▸ **EXERCISE PASSAGE**:
-.-.-
Some event planners say they bring repellents in different forms to gatherings. Lynn Easton, founder of a special-events firm in Charlottesville and Charleston, South Carolina, says she puts several types of repellent wipes in the guest bathrooms,  while others such as party planner Bill Homan, co-founder of Design Cuisine in Arlington, Virginia says he often offers trays of bracelets made with oils including geraniol, lemon grass and citronella as a natural tick repellent. Chris L. Fuentes, founder and CEO of Ranger Ready Repellents, based in South Norwalk, Connecticut, says often party-planners create spray stations, in which baskets of Ranger Ready products are placed outdoors, away from food, where party goers can easily apply repellent to prevent insect bites and focus on enjoying themselves.

Spray Your Clothes

Most of us are familiar with the admonitions to wear long-pants (tucked into socks), long-sleeved shirts, and a hat. But let’s face it, that kind of get-up in the hot, skin-baring days of summer—especially at an outdoor event—may be difficult if not out of the question. The Centers for Disease Control and Prevention (CDC) recommends that you wear clothes treated with permethrin, an insecticide produced by the chrysanthemum flower that repels and kills ticks on contact. Or treat your own clothes with a permethrin spray which you can buy online through Amazon and at various retailers and sports stores.

You can also send items directly to Insect Shield and they will treat the clothes—including cocktail attire and wedding dresses—for you. “People send anything and everything to be treated,” said Janine Robertson, an Insect Shield spokesperson. “More people are learning about the need for tick-repellent clothing,” she added, whether it’s in your own backyard, at an outdoor concert, or an outdoor cocktail party.”

Don’t Forget Your Shoes

One way to stop tiny ticks (often as small as a poppy seed) is by wearing shoes that have been sprayed with permethrin. Ticks usually await you in leaf litter or on blades of grass. From there, they latch onto a shoe and start crawling up your body. As a good first line of defense, consider spraying your shoes a day or so before your event. “I went to a pool party wearing open-toed shoes and I made sure to spray my feet and legs with repellent and my shoes with permethrin because I knew there would be a grassy area,” said Westchester, New York’s Staci Grodin, a GLA Board member. “If I know a friend is going to an outdoor party, I always encourage them to spray their shoes.”

ticks_lavenderThe Flower  that Ticks and Mosquitoes Despise

Who doesn’t love fresh flowers? If you are considering a flower centerpiece for an outdoor party, ask your florist to incorporate some soft lavender flowers since ticks and mosquitoes will avoid the flowery scent. Similarly, a bride’s bouquet for an outdoor wedding might include a few sprigs of lavender.

Get The Help of an Exterminator

Most outdoor venues will have trained and licensed technicians come on a regular basis to spray for bugs. But check the time between the last spraying and your particular event. The most effective thing is to have an exterminator on site a few days before your get-together to spray all the usable space. At Jill Gordon Celebrate, a Hamptons firm, for instance, they spray two to three days before a wedding date or other event.

Do a Tick Check

After returning home, do a meticulous tick check of your entire body. Also check your children and pets. Ticks will attach just about anywhere. Pay particular attention to the groin area, naval, armpits, and behind the ears and knees. A tick that’s attached to you may feel like an unfamiliar mole or bump. “Raising awareness is important. We always tell people to be careful and double-check themselves,” says Marcy Blum, a New York event and wedding planner. “No one wants a tick on their body.”
-.-.-
▸ **TRY IT**:
In the tick-prevention passage, what flower produces permethrin? The material after this point comes from a separate source and is unrelated to the tick-prevention passage.

▸ **RECORDED INFORMATION**:
-.-.-
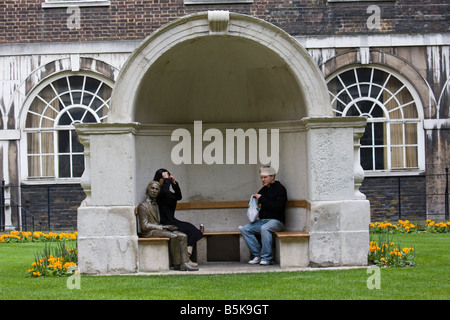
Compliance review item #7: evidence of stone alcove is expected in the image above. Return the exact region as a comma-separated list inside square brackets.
[77, 11, 369, 273]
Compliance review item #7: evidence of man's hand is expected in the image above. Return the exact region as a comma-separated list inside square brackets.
[162, 224, 178, 231]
-.-.-
▸ **SOLVED PROBLEM**:
The chrysanthemum flower.